Belge:
CAMİLER VE DİN GÖREVLİLERİ HAFTASI

Yeryüzünde ilk defa taş üstüne taş konularak bina edilen Kâbe-i Muzzama’nın şubeleri hükmündeki camiler, İslâm’ın sembolü, şehadetin nidâsı, tevhidin sedâsı ve vahdetin nişanıdır. Camiler Müslümanların, kutsal mekânları, namusları, onurları, haysiyetleri ve şerefleridir. İslâm beldelerinin aidiyet vesikaları ve tapu senetleridir. Günde beş defa minarelerden yükselen ezan sesleri, hem Kelime-i Şehadetin, hem istiklâlimizin nişânesidir. Nitekim Millî Şairimiz Mehmet Akif’te İstiklal Marşımızda:

Ruhumun senden İlâhî, şudur ancak emeli:

Değmesin ma’bedimin göğsüne nâmahrem eli!

Yapılacaklar:
**a)** Belgeye göre minarelerden ezan sesi günde kaç defa yükselir?
**b)** Kayıtlarda "wall" kelimesinin geçtiği her satırı bul ve kopyala.
Belge ile kayıtlar birbirinden ayrı malzemelerdir.

Veri Satırları:
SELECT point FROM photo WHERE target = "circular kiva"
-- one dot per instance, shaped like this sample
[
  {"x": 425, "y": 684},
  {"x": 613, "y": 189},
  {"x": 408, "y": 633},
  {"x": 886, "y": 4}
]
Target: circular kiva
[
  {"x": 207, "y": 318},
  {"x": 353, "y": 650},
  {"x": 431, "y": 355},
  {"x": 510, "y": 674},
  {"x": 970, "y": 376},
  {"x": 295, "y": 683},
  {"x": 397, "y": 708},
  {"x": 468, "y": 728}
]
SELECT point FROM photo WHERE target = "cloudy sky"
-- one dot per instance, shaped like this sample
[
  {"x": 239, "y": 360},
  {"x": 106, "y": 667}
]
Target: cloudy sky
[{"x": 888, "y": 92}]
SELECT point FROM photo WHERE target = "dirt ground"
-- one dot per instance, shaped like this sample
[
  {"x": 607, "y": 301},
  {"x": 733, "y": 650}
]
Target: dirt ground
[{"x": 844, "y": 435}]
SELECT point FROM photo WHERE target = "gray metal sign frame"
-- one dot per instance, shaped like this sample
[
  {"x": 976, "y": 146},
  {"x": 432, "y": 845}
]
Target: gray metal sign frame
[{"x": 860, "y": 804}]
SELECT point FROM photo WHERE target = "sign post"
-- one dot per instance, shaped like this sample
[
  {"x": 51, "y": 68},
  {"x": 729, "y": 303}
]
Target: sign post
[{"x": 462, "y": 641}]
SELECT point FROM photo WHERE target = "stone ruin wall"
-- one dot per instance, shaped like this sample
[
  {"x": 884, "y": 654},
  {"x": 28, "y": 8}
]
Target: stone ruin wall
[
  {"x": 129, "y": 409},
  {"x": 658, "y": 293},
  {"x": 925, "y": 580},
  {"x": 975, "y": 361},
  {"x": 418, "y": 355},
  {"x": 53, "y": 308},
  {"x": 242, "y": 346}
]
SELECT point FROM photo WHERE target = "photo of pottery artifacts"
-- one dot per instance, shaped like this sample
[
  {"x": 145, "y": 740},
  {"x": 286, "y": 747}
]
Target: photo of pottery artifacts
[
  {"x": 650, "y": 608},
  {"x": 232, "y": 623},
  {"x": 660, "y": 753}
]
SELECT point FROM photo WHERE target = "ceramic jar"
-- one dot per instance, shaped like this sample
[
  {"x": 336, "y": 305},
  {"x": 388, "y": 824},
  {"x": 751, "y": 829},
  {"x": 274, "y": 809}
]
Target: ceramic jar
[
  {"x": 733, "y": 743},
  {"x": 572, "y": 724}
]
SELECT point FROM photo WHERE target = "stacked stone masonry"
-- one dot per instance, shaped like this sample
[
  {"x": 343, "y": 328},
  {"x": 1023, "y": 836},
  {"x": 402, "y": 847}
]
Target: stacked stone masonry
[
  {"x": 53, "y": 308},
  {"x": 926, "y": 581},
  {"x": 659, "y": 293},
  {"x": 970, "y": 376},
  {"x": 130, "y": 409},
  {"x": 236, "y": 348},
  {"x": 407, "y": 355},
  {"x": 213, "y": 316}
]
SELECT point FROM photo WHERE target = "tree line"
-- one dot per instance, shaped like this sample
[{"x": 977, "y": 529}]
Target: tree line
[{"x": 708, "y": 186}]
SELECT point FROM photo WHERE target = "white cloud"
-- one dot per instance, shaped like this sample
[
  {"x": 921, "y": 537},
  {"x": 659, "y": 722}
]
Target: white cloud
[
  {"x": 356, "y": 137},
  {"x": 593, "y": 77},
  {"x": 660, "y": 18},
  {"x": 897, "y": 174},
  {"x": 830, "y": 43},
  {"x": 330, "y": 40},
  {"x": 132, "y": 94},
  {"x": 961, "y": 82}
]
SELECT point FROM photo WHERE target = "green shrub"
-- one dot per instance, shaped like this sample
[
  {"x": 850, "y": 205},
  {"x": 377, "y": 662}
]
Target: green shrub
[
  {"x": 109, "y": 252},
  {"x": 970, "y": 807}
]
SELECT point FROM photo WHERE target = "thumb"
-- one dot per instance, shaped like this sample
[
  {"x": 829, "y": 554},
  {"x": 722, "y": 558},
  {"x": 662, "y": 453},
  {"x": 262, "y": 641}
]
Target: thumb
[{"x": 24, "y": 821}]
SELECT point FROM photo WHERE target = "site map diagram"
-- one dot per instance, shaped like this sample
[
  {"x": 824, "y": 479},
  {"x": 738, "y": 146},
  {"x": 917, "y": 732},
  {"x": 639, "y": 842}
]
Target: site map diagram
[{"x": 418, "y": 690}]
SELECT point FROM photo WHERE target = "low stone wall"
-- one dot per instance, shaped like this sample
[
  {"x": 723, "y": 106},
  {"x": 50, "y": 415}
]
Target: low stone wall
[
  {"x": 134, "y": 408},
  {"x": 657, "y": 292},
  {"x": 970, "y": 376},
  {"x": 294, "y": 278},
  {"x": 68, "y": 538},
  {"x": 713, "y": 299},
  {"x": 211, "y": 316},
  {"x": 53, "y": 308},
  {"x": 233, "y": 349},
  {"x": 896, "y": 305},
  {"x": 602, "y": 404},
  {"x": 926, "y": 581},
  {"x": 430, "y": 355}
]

---

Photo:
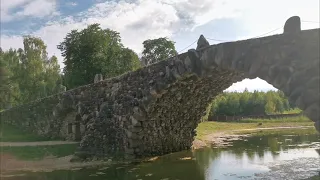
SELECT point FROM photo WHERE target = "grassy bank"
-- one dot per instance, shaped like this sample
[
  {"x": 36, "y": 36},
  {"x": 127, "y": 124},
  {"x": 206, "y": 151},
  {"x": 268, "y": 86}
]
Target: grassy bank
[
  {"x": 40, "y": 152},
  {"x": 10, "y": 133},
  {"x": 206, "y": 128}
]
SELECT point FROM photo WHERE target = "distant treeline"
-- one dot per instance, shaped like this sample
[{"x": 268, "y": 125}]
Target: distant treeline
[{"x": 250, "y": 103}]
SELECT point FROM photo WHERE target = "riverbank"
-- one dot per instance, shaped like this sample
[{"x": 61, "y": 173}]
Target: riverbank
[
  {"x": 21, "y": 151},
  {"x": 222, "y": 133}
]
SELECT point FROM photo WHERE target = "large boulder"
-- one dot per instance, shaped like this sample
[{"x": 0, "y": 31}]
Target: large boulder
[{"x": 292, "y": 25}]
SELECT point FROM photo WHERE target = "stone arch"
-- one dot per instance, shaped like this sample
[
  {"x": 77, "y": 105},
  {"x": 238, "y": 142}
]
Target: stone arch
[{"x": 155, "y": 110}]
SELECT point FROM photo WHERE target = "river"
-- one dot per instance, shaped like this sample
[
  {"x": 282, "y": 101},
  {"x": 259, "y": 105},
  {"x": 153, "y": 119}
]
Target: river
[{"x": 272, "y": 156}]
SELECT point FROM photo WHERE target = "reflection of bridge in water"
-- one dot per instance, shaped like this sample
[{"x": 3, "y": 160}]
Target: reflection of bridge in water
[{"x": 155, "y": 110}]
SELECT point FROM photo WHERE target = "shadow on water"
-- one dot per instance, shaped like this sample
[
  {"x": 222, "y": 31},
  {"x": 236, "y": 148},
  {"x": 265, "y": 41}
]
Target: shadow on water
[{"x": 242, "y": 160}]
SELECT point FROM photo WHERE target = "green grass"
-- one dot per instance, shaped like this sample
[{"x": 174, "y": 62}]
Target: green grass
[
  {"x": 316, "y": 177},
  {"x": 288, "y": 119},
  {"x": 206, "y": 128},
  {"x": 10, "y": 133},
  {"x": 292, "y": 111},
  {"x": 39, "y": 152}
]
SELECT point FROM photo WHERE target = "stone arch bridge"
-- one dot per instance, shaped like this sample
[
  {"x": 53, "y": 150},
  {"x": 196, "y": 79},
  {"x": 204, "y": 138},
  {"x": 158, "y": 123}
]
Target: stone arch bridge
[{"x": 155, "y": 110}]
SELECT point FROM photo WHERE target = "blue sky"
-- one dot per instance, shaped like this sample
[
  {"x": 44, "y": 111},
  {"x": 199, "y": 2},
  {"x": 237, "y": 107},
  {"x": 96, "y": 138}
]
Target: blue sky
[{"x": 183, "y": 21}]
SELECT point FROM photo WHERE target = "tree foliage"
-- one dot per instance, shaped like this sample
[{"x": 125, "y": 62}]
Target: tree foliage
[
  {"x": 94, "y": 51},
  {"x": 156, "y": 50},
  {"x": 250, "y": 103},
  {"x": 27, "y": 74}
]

Görevlerin Cevapları:
**a)** Günde beş defa.

**b)**
SELECT point FROM photo WHERE target = "stone ruin wall"
Target: stone ruin wall
SELECT point FROM photo WHERE target = "low stone wall"
Target: low stone wall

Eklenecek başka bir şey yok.